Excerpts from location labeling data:
* BEGIN *
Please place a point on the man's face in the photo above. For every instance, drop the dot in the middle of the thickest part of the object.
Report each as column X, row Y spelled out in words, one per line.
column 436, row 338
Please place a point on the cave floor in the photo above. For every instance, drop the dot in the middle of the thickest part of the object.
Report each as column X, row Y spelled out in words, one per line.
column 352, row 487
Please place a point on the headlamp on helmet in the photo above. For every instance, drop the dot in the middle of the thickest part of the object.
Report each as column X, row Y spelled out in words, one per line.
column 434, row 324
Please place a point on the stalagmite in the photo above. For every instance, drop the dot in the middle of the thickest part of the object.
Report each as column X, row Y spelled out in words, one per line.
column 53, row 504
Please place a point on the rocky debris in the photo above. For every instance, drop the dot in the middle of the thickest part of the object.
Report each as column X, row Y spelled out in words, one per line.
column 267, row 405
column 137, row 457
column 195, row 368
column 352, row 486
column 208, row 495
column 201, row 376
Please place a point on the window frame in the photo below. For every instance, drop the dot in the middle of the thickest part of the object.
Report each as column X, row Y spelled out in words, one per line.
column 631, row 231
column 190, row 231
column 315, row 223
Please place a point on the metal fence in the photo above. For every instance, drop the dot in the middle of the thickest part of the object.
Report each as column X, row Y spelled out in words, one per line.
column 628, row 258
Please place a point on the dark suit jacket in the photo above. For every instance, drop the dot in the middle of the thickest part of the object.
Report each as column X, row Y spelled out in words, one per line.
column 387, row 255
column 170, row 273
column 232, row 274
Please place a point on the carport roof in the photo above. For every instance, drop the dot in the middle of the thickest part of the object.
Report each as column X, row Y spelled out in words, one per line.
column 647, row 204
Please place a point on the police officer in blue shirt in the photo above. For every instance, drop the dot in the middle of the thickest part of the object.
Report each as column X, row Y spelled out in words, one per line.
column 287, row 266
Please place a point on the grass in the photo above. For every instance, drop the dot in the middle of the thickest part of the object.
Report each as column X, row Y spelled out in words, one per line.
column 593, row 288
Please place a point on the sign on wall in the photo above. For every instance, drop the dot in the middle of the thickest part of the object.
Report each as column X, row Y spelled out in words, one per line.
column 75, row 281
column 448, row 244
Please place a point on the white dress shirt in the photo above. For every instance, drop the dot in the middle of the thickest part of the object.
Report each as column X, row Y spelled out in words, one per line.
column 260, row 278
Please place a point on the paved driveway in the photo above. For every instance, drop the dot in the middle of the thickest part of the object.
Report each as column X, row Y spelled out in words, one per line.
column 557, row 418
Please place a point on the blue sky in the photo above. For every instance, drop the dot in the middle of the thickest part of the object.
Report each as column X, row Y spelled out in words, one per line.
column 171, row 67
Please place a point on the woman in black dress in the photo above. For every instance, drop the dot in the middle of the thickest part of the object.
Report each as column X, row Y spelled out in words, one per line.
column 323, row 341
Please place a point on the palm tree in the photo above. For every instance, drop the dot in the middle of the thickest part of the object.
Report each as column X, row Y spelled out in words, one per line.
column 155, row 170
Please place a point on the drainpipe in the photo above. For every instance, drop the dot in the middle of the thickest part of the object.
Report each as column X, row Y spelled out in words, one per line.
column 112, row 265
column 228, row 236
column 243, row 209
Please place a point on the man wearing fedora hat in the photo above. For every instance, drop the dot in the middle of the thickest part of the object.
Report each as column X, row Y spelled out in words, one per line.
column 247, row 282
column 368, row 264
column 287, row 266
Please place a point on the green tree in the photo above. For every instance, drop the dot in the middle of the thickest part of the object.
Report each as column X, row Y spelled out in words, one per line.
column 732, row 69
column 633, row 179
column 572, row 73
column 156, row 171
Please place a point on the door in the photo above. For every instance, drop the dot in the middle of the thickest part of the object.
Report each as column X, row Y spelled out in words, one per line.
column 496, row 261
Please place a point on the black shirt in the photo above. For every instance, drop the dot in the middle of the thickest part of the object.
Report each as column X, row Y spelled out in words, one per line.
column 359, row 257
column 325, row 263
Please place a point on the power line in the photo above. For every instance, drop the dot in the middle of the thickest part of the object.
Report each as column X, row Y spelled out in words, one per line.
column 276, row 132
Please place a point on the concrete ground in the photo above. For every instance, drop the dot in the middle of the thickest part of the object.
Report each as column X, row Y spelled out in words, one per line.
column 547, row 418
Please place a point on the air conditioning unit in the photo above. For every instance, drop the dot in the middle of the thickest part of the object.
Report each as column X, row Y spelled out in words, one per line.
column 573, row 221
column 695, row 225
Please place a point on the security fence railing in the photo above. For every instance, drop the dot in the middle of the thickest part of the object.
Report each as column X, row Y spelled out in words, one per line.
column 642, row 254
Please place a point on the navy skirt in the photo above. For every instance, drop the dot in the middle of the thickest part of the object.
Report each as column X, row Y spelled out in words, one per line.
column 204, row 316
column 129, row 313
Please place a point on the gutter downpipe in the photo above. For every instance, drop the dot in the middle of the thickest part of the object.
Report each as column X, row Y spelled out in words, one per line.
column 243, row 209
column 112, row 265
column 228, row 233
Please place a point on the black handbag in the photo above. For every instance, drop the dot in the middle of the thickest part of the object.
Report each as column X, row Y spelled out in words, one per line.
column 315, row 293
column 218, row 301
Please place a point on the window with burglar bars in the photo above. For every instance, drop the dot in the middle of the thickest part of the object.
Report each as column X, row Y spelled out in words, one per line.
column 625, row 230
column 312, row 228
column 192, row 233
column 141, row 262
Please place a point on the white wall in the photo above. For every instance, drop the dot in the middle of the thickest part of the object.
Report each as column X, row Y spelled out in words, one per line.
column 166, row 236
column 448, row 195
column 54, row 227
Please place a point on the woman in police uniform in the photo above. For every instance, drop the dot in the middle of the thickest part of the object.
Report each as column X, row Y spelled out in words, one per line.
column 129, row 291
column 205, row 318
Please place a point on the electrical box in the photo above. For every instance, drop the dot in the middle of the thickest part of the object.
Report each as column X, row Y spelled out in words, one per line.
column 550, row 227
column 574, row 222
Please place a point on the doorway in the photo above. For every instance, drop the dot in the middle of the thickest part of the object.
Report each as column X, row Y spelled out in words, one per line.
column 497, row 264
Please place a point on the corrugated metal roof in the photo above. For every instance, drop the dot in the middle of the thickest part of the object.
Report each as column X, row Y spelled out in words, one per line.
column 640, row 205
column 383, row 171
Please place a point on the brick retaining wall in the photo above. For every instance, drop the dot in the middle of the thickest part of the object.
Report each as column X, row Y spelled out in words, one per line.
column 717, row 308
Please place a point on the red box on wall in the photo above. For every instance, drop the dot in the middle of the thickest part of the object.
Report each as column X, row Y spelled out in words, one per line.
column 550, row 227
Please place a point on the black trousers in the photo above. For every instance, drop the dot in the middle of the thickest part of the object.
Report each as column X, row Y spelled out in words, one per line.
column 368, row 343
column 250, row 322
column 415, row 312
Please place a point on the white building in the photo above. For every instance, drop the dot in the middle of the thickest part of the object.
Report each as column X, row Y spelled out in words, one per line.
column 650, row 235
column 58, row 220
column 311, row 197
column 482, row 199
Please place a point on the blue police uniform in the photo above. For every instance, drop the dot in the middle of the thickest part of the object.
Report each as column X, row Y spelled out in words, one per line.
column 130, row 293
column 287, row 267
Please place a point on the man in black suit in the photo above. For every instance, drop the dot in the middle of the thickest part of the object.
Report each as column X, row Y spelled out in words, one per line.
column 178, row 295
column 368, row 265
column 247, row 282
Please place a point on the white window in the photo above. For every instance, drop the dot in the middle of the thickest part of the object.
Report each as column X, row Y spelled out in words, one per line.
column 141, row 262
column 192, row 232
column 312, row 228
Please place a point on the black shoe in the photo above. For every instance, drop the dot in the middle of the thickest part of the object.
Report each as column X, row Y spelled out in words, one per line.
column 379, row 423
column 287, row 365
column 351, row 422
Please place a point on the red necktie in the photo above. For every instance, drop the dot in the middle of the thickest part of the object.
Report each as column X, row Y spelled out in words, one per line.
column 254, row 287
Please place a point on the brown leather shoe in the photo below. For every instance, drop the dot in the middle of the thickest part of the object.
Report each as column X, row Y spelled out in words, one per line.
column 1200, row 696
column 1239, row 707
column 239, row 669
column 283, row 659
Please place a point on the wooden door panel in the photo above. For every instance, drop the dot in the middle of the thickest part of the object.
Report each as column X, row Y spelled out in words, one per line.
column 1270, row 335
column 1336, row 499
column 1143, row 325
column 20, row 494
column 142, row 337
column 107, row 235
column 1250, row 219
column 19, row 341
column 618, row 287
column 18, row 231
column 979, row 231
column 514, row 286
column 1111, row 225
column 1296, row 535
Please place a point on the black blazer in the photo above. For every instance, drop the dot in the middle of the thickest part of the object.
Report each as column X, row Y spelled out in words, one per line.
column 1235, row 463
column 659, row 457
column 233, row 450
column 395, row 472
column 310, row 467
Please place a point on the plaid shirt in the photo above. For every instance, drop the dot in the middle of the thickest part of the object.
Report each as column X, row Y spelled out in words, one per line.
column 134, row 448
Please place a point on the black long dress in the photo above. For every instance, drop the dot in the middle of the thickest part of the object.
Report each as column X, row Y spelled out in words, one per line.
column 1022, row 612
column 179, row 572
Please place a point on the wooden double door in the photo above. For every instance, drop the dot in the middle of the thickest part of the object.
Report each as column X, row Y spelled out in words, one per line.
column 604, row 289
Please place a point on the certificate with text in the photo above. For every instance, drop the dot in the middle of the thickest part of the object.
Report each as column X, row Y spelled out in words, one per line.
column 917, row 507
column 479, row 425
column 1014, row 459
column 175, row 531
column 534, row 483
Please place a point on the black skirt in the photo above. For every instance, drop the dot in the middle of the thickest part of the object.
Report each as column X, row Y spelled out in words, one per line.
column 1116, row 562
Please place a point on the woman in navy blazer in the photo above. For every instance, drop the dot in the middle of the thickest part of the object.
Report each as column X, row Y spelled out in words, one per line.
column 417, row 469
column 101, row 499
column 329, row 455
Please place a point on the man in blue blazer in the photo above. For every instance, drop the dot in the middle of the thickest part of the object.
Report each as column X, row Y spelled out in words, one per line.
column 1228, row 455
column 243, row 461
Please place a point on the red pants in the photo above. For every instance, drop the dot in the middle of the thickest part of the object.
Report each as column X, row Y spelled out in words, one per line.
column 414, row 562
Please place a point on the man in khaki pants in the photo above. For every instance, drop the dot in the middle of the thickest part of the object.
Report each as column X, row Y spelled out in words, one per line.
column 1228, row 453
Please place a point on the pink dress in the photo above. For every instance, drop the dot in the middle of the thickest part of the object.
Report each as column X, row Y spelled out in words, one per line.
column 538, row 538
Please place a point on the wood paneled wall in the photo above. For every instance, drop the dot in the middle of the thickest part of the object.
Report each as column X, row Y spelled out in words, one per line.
* END *
**Written exercise**
Edit the lines above between the line holding "Please place a point on the security" and the line holding "column 129, row 313", inclusive, changing "navy skirt" to "pleated skirt" and leaving everything else as it is. Return only those lines.

**The answer**
Please place a point on the security fence railing in the photo above. For every instance, drop the dot in the middle of the thickest part of the object.
Report each as column X, row Y spelled out in words, one per line.
column 642, row 254
Please place a point on the pleated skirt in the photo above. For every instance, drop the dot in the middle of the thickest part of the object.
Report each as column X, row Y spelled out in words, one per line.
column 204, row 316
column 129, row 313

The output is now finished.